##### PAGE TEXT
A panel of experts on childhood -- renowned pediatrician T. Berry Brazelton and 14 Prince George's County children and teenagers -- recently gave an audience of 400 at Northwestern High School in Adelphi a glimpse into the world of children.

"Parents care so much they can't smile," said Brazelton, a popular author on infant development. "They can't smile and give children a feeling of the excitement of being a parent. I would like to look at what can be done to get parents to relax and not to take (parenthood) quite so seriously."

The childeren, for their part, described the world as they see it.

"As children, we will always look for some signs of approval from our parents," said Ky-Huong thi Pham, 14, a student at Northwestern High School.

"Parents tend to be very overprotective," advised Judy Myers, 10, Hyattsville. "Before I turned 10 it was always, Don't do this, don't do that.' I mean, we can do things."
##########
##### GIVEN INFORMATION
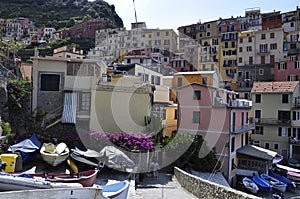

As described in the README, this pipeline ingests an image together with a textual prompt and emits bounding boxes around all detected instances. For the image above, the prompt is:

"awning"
[236,144,277,161]
[61,93,77,124]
##########
_WHAT THIS EXERCISE ASKS:_
1 > According to the childhood panel article, how many people were in the audience at Northwestern High School?
2 > Change "renowned" to "well-known" in the childhood panel article, and write out the part that opens with the words containing "A panel of experts" and closes with "world of children.".
None of the data is needed here.

_RESULTS FOR THE EXERCISE:_
1 > 400

2 >
A panel of experts on childhood -- well-known pediatrician T. Berry Brazelton and 14 Prince George's County children and teenagers -- recently gave an audience of 400 at Northwestern High School in Adelphi a glimpse into the world of children.